Task goal:
Begin with the line containing "In this exercise you will mark the woman" and copy each line exactly through the last line of the entries, inclusive.

- - - -

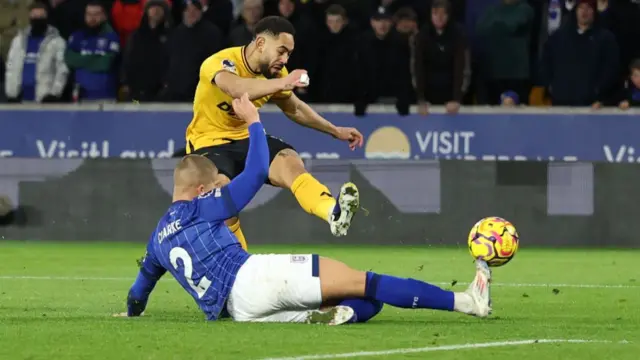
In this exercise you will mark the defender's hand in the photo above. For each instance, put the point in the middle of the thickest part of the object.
(125, 314)
(352, 135)
(245, 109)
(292, 80)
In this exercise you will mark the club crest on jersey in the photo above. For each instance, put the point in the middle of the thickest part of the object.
(229, 65)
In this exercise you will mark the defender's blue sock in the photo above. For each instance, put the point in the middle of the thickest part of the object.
(407, 293)
(364, 309)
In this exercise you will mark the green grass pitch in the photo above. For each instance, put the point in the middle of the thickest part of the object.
(56, 302)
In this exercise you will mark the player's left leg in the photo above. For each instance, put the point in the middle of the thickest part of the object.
(338, 281)
(287, 171)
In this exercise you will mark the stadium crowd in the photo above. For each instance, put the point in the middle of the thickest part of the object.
(439, 52)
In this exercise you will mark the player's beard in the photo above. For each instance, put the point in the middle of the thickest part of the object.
(267, 71)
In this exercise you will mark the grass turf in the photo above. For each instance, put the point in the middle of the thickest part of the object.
(56, 301)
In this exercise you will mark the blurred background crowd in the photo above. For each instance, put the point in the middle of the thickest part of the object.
(402, 52)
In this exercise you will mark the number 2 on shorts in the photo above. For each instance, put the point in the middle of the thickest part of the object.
(182, 254)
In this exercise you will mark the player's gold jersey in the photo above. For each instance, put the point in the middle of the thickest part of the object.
(214, 122)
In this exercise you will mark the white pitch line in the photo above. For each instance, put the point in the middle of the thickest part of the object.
(539, 285)
(443, 348)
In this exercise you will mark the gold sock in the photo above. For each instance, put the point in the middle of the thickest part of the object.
(237, 231)
(312, 196)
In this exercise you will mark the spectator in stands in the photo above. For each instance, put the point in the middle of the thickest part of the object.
(126, 16)
(146, 56)
(336, 79)
(509, 99)
(36, 70)
(305, 54)
(68, 16)
(630, 95)
(579, 64)
(383, 66)
(622, 18)
(441, 61)
(91, 52)
(220, 13)
(242, 33)
(406, 21)
(189, 45)
(505, 32)
(14, 16)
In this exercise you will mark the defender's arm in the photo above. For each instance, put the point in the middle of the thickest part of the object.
(298, 111)
(235, 86)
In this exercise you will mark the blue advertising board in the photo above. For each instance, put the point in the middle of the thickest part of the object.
(501, 136)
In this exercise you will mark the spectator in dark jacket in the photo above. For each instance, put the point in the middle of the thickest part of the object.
(579, 66)
(189, 45)
(146, 57)
(220, 13)
(630, 94)
(336, 79)
(441, 61)
(505, 32)
(383, 66)
(242, 33)
(305, 55)
(91, 52)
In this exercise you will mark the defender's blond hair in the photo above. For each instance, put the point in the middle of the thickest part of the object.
(194, 170)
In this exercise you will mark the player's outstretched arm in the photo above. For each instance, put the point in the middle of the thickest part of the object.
(298, 111)
(244, 187)
(236, 86)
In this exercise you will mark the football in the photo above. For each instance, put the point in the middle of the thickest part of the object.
(494, 240)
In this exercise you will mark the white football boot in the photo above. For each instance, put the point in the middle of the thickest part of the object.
(480, 290)
(349, 203)
(337, 315)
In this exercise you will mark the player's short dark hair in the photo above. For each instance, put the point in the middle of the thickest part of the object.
(338, 10)
(274, 25)
(96, 3)
(38, 5)
(406, 13)
(441, 4)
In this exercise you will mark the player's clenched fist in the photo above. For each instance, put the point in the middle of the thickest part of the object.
(296, 79)
(245, 109)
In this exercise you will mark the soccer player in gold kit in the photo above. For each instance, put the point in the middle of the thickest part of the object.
(215, 132)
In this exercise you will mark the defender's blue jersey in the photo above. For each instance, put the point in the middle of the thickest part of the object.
(193, 243)
(202, 255)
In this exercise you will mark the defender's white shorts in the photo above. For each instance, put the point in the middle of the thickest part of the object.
(276, 288)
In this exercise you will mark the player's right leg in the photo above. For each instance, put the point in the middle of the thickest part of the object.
(223, 158)
(338, 281)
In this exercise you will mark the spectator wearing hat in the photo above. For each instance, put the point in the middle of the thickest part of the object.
(579, 65)
(441, 61)
(406, 21)
(146, 56)
(189, 45)
(91, 53)
(220, 13)
(336, 79)
(504, 54)
(242, 33)
(36, 70)
(509, 99)
(383, 65)
(305, 55)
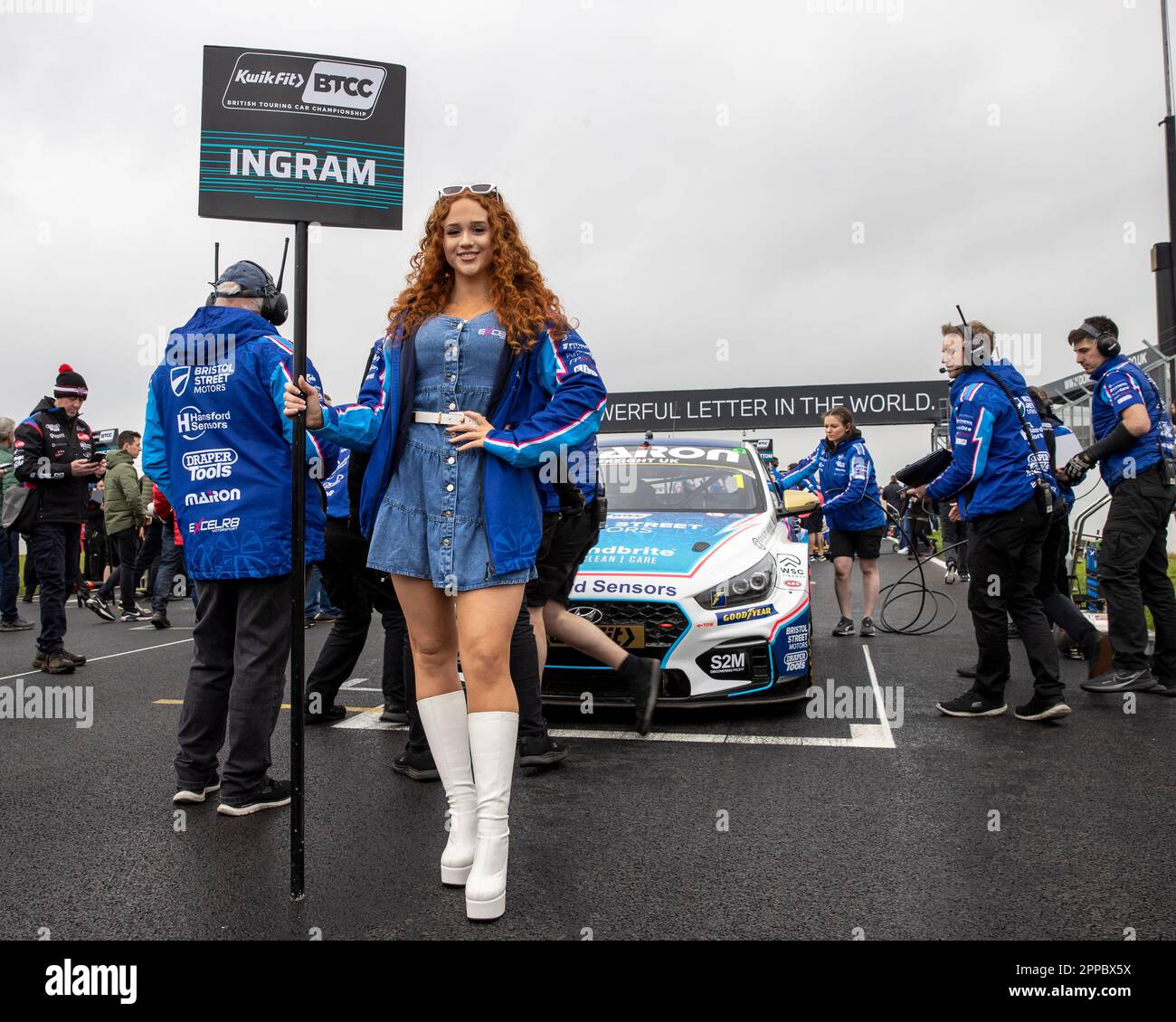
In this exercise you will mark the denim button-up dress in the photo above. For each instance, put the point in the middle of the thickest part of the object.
(431, 524)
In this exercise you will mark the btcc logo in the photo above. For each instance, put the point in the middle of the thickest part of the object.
(337, 82)
(354, 86)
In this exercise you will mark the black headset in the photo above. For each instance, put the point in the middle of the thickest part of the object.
(1105, 340)
(274, 306)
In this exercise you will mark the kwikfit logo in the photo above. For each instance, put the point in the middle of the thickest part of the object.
(246, 77)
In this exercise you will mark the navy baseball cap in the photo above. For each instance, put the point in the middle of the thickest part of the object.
(250, 275)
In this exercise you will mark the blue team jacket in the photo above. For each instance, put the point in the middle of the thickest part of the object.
(991, 468)
(848, 487)
(549, 402)
(1121, 383)
(218, 446)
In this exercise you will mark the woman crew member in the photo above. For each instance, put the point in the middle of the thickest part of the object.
(851, 508)
(478, 379)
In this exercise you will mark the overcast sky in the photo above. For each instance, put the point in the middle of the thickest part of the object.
(818, 188)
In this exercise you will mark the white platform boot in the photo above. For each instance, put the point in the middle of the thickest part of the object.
(443, 717)
(492, 747)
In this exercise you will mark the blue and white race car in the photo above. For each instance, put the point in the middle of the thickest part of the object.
(693, 567)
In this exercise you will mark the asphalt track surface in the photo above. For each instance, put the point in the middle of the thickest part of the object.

- - - -

Written response:
In this exercise you will mark the woman crew member in the photo above. For each instance, put the point in the middle of the thickest part of the object.
(851, 508)
(478, 379)
In this exercise you will mark the overcast sky in the photo above. For each instance, put the point in the middle of the thickest part of the object.
(818, 188)
In this exercise you will mark the white platform boot in the photo above. For each instance, put the point in the middle of the thickest part of the object.
(443, 717)
(492, 747)
In this exercise you will mark the blue and white race car in the photo above. For each instance, put the point in the middle of the thickest part of the object.
(693, 567)
In this exercise you will mark the asphalt track surface in the photo above. For each instance, put the point in the middle of the thickest part of the object.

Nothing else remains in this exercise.